Return the listing below word for word, keeping every line unchanged and in its original order.

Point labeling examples
* start *
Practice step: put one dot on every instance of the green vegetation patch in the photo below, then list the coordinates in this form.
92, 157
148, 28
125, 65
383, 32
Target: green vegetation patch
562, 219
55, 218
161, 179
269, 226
* end *
*COMPLETE OUTPUT*:
Practice step: put one dot on every instance of the green vegetation patch in the photo below, then list the coordinates in this form.
92, 157
148, 28
125, 65
383, 32
Target: green vegetation patch
562, 219
55, 218
161, 179
269, 226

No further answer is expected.